(Rows of box annotation data)
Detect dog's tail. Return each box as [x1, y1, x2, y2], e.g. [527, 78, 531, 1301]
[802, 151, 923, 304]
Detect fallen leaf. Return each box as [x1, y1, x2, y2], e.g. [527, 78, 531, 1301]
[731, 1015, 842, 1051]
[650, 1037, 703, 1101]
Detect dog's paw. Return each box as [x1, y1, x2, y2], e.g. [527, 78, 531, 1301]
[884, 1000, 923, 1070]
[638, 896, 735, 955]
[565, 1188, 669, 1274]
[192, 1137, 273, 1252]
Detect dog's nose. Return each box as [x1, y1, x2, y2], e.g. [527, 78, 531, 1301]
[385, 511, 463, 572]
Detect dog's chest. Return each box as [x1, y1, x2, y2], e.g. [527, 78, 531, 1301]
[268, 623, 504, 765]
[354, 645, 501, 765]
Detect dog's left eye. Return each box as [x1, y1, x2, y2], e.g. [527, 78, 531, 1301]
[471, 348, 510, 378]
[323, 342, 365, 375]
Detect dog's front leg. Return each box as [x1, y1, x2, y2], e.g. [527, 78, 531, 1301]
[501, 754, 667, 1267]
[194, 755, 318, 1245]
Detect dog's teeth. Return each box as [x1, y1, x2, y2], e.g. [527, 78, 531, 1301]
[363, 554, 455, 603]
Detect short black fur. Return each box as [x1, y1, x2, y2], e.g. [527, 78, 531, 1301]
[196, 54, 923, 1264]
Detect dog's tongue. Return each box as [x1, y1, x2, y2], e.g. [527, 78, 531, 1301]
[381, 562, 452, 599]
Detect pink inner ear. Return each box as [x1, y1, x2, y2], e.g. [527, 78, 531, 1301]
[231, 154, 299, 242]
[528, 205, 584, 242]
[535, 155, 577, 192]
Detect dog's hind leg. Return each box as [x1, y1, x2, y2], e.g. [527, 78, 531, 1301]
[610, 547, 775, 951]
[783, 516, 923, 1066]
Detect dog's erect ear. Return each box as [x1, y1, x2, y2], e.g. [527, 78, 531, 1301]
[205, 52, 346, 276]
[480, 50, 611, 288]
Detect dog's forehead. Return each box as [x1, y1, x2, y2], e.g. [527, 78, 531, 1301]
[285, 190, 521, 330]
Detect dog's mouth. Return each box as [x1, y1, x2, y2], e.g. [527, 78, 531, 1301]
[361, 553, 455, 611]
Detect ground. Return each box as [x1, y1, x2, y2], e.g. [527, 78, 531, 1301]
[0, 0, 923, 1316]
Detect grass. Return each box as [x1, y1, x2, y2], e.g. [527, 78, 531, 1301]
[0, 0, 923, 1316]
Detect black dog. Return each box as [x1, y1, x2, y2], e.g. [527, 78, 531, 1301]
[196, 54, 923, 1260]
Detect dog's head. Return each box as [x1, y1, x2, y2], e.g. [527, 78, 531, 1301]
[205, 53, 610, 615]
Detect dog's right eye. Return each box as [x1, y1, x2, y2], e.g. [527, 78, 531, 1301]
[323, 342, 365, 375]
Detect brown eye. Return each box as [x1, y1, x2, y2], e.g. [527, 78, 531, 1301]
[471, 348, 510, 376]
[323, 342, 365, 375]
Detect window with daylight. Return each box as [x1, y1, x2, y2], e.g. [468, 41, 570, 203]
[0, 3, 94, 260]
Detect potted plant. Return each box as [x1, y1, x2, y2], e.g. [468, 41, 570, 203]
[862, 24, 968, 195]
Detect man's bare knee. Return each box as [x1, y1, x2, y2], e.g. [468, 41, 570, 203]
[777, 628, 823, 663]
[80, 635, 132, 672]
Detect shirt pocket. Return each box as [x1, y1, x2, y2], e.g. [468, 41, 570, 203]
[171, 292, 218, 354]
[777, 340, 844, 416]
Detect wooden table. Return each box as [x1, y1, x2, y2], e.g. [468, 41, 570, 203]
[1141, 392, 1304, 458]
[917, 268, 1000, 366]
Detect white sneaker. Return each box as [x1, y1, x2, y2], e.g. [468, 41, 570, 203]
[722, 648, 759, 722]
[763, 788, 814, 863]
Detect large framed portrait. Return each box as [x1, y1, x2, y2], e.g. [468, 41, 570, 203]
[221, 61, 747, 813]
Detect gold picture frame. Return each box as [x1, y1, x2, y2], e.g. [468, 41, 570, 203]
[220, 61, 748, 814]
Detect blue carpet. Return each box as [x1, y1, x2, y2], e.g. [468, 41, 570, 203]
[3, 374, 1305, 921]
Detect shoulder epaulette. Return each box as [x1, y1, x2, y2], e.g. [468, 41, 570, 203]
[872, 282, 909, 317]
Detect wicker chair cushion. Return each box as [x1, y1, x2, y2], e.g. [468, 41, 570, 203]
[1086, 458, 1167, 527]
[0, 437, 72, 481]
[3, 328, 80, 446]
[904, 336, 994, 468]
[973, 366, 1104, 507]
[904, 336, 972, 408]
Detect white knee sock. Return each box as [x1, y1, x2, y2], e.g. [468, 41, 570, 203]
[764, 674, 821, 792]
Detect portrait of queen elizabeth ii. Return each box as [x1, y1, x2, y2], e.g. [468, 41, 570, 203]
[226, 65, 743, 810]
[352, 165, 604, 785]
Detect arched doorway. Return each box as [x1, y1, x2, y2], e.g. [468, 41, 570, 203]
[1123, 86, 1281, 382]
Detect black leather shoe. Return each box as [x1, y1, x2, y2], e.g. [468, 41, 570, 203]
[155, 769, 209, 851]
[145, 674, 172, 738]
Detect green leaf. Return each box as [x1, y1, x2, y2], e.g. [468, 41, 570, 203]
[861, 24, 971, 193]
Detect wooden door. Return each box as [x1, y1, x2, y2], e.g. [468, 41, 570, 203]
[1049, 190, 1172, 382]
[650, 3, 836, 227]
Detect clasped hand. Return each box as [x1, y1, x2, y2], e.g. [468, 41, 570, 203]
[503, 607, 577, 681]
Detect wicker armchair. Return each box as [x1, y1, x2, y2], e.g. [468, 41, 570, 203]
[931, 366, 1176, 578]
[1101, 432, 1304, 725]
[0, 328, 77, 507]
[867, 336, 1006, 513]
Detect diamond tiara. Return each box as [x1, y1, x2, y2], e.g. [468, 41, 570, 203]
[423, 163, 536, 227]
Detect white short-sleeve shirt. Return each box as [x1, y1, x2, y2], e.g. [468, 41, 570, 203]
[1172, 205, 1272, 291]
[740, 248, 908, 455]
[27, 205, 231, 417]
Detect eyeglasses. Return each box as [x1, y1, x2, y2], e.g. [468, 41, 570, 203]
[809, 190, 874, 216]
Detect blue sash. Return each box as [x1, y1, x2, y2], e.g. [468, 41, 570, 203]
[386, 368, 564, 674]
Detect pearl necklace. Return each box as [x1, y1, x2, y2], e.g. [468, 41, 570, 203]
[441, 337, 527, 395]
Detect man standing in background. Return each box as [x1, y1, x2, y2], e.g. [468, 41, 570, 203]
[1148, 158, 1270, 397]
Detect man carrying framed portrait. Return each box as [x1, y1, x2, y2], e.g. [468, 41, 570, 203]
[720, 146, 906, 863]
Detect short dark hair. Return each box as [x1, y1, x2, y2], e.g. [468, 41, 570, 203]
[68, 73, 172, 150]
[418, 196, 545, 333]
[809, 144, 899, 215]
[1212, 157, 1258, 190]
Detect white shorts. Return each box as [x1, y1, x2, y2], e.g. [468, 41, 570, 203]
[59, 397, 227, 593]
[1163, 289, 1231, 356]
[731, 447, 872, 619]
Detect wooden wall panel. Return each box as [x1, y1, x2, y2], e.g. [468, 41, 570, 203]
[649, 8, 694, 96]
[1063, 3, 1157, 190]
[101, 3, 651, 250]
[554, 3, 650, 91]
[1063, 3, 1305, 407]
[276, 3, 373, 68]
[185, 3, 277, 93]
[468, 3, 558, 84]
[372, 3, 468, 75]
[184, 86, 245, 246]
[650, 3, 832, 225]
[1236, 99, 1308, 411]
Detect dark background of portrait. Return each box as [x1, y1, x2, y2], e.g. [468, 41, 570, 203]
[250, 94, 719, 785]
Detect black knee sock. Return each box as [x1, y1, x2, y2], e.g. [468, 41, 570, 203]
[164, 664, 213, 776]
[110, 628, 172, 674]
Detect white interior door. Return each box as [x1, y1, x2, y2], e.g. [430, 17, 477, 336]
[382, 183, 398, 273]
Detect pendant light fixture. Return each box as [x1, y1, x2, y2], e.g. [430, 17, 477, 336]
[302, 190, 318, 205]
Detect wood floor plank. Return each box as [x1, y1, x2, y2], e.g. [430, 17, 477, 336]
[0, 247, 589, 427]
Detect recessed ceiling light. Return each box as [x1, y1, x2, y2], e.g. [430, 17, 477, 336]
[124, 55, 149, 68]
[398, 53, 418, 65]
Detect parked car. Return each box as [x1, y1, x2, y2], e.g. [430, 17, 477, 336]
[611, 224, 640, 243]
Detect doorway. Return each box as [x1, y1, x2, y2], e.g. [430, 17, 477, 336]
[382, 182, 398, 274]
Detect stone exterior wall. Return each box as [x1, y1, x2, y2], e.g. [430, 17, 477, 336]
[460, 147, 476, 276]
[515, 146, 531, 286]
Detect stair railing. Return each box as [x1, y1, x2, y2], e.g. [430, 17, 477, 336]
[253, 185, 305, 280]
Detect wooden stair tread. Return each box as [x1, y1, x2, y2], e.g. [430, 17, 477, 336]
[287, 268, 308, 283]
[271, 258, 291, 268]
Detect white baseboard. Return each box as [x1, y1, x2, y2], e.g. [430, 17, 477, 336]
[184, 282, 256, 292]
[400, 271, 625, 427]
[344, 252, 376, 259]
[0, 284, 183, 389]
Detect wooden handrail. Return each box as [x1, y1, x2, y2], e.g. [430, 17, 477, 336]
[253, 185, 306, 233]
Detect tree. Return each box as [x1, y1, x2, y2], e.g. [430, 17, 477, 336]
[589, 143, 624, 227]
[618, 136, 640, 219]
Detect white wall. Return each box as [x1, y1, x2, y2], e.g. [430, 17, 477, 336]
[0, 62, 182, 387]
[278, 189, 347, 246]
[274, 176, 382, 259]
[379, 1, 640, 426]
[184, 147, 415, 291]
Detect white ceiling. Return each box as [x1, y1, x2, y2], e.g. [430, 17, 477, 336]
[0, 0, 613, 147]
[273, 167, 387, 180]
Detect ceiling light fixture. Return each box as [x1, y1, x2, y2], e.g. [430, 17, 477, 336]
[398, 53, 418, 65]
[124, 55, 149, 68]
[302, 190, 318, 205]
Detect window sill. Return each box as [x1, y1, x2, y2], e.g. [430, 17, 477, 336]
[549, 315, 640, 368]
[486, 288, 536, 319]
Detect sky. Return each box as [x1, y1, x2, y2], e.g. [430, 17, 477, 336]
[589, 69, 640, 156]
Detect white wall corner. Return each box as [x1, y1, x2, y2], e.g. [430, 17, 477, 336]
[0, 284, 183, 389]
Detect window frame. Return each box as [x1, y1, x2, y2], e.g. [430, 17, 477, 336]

**TASK DIRECTIONS**
In the stretch from the line containing "Detect dog's teeth." through the line containing "[381, 562, 452, 599]", swap "short black fur" for "dark coat" and leave everything else unchanged. Return only those lines.

**EXERCISE RESULT**
Detect dog's teeth. Return each box as [x1, y1, x2, y2], e.g. [527, 78, 531, 1301]
[363, 554, 455, 603]
Detect dark coat. Return each box as [x1, y1, x2, y2], e.g. [527, 78, 531, 1301]
[196, 54, 923, 1264]
Detect dog's tongue. Return each box as [x1, y1, x2, y2], e.g. [527, 78, 531, 1301]
[381, 562, 452, 599]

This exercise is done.